Convert the lines of the records below, from the line containing "Can you see the black and" through the end of the records, inclusive, into a JSON list of strings with one string per line and no entries for blank lines.

(Excerpts of location labeling data)

···

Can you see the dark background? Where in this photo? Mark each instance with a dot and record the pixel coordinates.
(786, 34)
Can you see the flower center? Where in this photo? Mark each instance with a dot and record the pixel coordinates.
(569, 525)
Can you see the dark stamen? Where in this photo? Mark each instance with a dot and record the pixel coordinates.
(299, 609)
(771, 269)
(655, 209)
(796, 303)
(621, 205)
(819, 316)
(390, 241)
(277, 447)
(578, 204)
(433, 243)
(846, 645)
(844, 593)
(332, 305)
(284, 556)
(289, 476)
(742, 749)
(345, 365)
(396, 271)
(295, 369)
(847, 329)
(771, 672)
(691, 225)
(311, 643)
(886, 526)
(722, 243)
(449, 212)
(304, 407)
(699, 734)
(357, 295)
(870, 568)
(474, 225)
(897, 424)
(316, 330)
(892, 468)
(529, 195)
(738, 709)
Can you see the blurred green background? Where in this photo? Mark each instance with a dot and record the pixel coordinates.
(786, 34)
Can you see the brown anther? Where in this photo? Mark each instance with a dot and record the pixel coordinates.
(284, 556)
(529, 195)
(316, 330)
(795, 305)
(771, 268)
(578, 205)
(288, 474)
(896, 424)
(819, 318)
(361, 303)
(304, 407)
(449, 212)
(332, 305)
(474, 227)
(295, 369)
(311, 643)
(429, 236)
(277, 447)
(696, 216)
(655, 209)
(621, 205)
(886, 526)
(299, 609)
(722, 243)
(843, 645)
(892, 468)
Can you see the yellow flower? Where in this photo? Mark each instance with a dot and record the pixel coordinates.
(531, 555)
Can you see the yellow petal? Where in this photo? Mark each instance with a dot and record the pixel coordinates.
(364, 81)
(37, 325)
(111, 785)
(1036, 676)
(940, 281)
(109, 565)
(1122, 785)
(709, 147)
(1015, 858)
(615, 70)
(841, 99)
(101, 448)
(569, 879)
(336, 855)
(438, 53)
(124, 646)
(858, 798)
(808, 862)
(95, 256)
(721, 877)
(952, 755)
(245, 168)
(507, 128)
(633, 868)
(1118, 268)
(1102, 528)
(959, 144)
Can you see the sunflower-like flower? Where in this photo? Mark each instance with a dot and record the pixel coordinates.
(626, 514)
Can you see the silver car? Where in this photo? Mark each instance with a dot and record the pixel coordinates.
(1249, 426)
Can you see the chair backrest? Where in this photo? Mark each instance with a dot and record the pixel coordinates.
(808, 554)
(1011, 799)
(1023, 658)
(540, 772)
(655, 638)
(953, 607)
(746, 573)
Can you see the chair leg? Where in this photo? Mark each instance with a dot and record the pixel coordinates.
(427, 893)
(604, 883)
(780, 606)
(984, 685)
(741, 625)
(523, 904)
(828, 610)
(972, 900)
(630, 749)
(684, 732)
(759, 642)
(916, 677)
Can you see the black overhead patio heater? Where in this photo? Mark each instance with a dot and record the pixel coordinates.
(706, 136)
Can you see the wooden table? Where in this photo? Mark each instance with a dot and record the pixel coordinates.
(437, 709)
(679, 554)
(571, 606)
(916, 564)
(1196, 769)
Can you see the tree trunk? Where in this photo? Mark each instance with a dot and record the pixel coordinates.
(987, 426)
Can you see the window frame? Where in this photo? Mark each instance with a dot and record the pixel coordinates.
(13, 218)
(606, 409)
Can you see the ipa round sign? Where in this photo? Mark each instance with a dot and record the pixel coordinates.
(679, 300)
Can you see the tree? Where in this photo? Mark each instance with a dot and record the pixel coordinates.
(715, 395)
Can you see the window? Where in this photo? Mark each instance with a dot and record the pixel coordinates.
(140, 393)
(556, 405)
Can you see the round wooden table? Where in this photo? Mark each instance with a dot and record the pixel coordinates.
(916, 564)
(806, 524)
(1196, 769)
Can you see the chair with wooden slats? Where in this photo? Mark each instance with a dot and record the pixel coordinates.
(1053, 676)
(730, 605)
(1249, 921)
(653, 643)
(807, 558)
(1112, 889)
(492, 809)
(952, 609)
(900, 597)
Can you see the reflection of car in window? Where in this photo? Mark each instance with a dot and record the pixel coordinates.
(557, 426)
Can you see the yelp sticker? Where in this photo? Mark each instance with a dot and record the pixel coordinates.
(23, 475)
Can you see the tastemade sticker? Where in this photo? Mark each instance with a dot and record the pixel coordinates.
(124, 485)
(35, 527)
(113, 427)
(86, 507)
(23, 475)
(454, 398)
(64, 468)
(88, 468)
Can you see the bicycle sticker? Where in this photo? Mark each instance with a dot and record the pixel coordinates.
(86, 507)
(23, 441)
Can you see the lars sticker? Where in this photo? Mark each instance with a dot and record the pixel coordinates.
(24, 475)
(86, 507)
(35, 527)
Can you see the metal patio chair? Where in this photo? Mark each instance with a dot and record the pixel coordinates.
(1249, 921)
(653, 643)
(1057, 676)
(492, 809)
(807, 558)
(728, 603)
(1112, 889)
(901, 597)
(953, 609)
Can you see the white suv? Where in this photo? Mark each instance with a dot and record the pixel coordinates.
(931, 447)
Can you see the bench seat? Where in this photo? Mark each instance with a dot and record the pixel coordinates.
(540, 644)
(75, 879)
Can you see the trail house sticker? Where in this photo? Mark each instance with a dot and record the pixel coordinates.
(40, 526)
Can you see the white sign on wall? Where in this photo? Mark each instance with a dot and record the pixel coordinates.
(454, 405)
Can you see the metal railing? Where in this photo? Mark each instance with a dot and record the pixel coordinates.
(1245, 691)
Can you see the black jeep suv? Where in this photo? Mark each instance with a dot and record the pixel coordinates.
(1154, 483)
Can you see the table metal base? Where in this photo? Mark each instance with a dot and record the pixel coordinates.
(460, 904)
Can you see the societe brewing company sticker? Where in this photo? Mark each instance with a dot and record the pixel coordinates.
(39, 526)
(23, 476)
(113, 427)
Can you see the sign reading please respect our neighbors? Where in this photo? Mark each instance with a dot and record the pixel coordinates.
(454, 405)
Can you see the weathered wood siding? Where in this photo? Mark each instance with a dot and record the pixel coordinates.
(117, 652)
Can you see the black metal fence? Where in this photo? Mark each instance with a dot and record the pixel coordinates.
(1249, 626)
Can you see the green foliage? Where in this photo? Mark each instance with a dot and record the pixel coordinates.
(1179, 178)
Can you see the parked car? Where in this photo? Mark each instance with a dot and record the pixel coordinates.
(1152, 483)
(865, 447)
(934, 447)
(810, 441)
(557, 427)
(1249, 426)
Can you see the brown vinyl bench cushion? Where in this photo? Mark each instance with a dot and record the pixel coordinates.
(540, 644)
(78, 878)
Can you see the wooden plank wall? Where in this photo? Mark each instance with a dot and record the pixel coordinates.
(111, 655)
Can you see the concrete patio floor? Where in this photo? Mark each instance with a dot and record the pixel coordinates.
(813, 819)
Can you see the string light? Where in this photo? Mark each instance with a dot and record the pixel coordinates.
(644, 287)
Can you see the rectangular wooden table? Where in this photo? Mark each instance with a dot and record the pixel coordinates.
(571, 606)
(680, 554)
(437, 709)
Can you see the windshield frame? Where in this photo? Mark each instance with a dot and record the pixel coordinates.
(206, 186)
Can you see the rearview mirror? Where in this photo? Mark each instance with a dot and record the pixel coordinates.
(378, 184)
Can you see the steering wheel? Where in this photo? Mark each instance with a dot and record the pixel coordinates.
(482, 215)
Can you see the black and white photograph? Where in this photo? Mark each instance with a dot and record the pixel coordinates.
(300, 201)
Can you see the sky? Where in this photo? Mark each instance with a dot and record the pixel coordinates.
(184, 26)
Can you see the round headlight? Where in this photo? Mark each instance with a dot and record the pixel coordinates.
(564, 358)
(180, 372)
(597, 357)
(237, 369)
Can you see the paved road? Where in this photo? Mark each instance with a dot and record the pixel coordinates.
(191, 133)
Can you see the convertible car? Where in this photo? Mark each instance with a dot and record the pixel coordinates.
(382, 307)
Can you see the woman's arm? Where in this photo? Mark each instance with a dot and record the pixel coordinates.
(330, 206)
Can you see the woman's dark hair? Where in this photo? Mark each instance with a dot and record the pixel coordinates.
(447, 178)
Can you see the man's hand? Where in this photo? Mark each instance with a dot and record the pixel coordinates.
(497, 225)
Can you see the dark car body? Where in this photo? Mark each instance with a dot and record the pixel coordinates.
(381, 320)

···

§ **Finished answer**:
[
  "Can you see the black and white photograph? Where in this photo? Mark each instance with a dot and record the pixel coordinates.",
  "(300, 201)",
  "Can you see the sky? Where in this photo? Mark each instance with a dot and record the pixel coordinates.",
  "(184, 26)",
  "Can you see the round headlight? Where in this photo? Mark each instance with a dot and record the pixel coordinates.",
  "(564, 358)",
  "(180, 372)",
  "(597, 357)",
  "(237, 369)",
  "Can you see the paved road? Where in this photo? Mark each instance with a dot and record the pixel coordinates.",
  "(191, 133)",
  "Can you see the convertible car? Where in this photo? Mark each instance with a dot and record the pixel coordinates.",
  "(382, 307)",
  "Can you see the woman's arm? Where in this photo? Mark each instance with a dot and record the pixel coordinates.",
  "(330, 206)",
  "Can you see the woman's dark hair? Where in this photo? Mark each instance with a dot and record the pixel coordinates.",
  "(447, 178)",
  "Can you see the man's hand? Where in this photo? Mark each instance with a dot and record the pixel coordinates.",
  "(497, 225)",
  "Can you see the dark car body? Where in this photo? Mark each instance with a dot and record the pixel coordinates.",
  "(381, 320)"
]